Task to complete:
Give only the number of lines in the rows below that contain the word "silhouette".

Entries shown:
*****

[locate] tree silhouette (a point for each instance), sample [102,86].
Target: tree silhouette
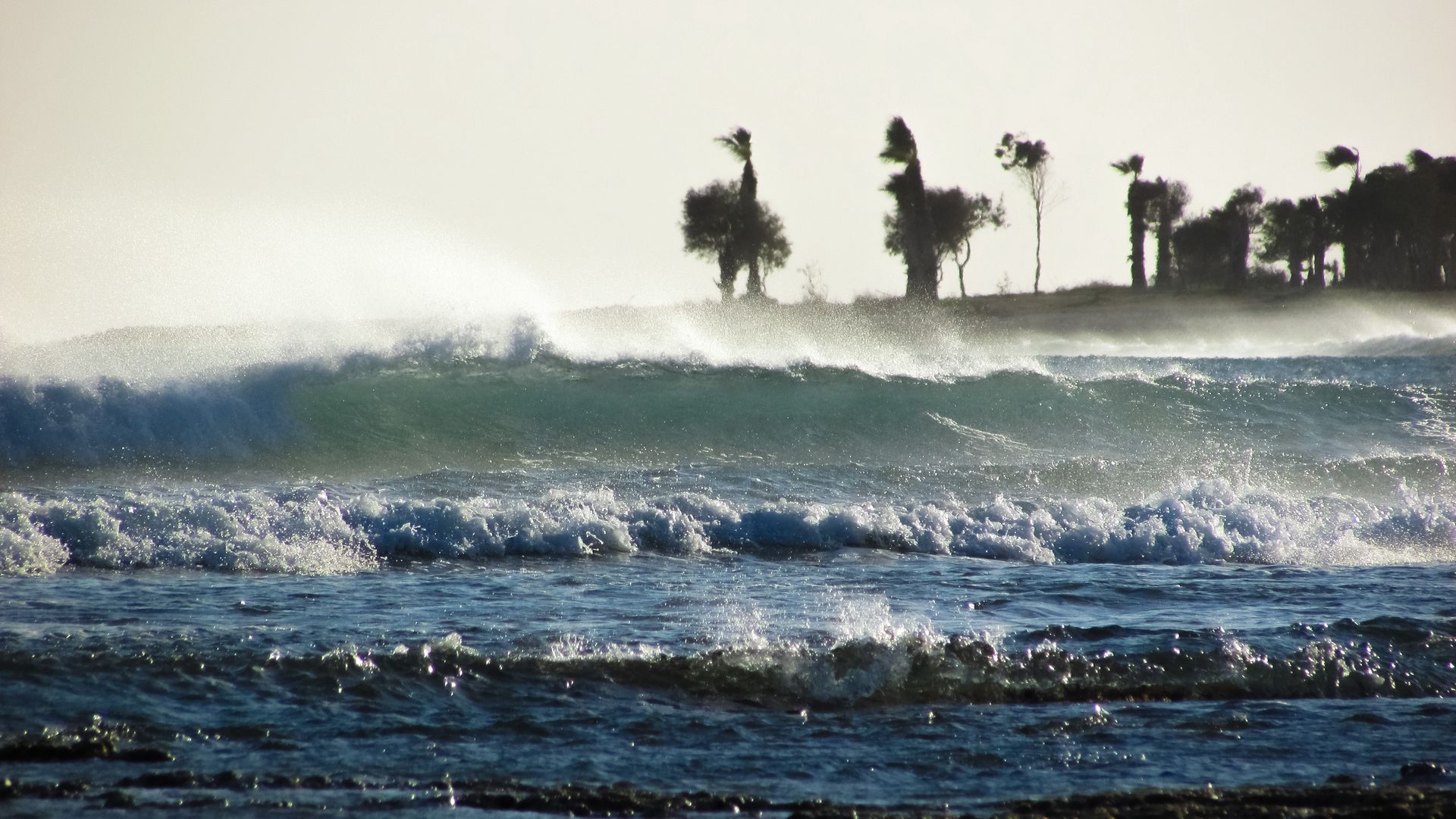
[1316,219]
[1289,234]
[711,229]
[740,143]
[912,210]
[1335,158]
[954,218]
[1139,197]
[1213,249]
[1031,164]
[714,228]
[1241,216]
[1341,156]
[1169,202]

*****

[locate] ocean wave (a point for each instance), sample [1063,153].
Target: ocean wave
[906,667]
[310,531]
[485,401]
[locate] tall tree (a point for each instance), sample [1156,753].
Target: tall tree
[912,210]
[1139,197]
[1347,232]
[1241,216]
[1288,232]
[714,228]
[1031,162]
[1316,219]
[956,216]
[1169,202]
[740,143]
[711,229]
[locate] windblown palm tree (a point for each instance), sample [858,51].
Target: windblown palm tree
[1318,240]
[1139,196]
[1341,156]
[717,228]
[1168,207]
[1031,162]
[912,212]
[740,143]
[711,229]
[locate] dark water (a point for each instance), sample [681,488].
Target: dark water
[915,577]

*****

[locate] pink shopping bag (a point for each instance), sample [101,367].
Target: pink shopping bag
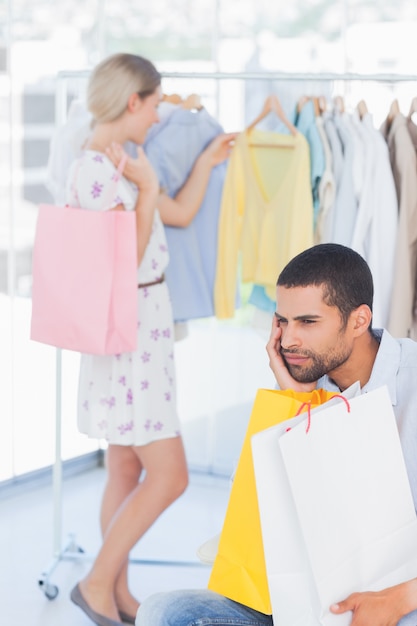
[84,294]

*****

Completed exercise:
2